▶ [Task requirements]:
Select each line of the material that contains the word "camera".

━━━━━━━━

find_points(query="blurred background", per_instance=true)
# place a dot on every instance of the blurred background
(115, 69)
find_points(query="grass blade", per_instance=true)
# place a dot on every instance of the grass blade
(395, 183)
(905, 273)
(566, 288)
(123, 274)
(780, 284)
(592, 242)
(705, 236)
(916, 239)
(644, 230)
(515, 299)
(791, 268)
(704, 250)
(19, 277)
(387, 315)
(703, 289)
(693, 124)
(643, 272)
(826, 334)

━━━━━━━━

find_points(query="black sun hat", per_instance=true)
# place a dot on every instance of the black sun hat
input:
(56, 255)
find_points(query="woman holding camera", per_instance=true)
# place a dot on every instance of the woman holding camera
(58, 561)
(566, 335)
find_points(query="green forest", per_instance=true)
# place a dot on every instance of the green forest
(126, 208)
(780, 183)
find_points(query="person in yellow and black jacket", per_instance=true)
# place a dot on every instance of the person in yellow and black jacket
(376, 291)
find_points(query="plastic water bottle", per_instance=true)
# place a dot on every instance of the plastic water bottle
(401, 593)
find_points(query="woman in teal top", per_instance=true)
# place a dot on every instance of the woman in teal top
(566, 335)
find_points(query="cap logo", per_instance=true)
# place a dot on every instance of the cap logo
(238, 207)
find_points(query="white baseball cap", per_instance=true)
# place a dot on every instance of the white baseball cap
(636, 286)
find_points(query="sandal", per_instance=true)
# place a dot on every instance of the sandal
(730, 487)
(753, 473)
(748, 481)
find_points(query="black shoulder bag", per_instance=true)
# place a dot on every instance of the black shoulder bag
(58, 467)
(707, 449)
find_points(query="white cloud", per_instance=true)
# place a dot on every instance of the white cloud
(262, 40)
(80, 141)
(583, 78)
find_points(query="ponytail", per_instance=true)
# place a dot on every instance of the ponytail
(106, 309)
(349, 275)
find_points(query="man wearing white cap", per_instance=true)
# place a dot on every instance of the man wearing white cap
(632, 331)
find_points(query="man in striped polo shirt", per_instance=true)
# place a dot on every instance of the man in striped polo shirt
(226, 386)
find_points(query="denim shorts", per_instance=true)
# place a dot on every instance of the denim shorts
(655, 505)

━━━━━━━━

▶ [Written answer]:
find_points(query="woman holding camera", per_instance=true)
# place a dot on every instance of the woman holding camera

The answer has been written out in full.